• _DIRECTIONS FOR THIS TASK_:
Rewrite the entries below from the line containing "of the bird's" through the end of the entries, putting "Target" wherever "Query" appears and changing nothing else.

• _THE DATA_:

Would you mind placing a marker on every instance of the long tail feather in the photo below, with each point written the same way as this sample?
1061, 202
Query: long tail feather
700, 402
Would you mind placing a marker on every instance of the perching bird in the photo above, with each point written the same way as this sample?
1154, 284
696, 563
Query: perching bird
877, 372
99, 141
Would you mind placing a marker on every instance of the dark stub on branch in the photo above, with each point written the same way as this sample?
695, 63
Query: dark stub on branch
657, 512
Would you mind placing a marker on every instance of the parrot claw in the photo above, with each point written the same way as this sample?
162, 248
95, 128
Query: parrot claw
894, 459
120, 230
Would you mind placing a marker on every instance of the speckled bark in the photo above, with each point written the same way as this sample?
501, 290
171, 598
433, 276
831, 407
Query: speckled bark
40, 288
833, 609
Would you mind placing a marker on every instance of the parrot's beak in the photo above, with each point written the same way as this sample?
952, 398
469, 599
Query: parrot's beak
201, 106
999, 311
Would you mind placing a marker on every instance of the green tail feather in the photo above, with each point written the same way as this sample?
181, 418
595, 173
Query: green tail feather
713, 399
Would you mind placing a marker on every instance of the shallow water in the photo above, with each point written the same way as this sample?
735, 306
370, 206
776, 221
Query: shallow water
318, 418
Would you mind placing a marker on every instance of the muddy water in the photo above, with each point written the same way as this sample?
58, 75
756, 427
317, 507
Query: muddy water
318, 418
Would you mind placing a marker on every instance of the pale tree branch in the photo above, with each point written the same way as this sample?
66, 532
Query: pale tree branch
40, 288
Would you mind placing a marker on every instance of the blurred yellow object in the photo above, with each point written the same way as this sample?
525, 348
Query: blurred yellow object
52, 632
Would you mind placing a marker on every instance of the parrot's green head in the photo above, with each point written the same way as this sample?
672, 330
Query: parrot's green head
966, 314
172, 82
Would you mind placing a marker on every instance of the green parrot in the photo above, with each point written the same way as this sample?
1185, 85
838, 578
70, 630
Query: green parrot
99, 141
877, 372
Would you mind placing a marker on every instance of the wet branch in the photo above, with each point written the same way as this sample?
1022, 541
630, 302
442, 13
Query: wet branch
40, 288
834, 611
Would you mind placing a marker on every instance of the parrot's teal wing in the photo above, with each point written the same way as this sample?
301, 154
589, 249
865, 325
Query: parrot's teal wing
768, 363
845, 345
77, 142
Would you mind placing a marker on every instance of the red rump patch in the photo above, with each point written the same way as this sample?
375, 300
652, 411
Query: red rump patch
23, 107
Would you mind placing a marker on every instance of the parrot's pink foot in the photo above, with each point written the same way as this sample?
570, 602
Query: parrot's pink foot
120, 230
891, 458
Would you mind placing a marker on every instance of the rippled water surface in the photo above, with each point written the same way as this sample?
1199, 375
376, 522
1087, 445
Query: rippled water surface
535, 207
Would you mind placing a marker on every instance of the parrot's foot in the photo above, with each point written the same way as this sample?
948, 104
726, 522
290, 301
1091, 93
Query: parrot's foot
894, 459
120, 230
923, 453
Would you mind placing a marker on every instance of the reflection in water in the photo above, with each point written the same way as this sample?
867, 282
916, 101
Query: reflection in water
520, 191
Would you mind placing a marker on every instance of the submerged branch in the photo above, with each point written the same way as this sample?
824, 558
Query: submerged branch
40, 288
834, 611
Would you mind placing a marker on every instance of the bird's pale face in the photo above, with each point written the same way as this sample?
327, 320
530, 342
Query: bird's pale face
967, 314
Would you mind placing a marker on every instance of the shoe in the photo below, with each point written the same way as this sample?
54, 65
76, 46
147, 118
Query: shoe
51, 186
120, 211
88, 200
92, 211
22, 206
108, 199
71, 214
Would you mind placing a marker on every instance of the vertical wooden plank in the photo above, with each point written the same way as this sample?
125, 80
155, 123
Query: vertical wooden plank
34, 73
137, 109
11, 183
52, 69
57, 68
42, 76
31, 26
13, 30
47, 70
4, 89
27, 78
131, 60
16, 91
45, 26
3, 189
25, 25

• _ANSWER TO THE TASK_:
Would you mind placing a marker on every instance of the bird's pale face in the photo above, with each point written the same way as this sample?
327, 320
530, 342
Target: bird's pale face
967, 314
Would you mind placing a marker on every instance of the shoe in the photo below, with each point written the same way as this sample?
54, 65
76, 46
147, 118
Target: shoe
51, 186
120, 211
88, 200
92, 211
22, 206
108, 199
71, 214
Would you mind placing a marker on every instance of the vertical wooden plank in the photo above, with each point written the same way as this sample?
125, 80
155, 123
Target: vertical wooden plank
34, 73
137, 109
11, 183
52, 69
57, 68
42, 76
31, 26
13, 30
47, 70
4, 89
27, 78
131, 60
16, 91
45, 26
3, 189
25, 25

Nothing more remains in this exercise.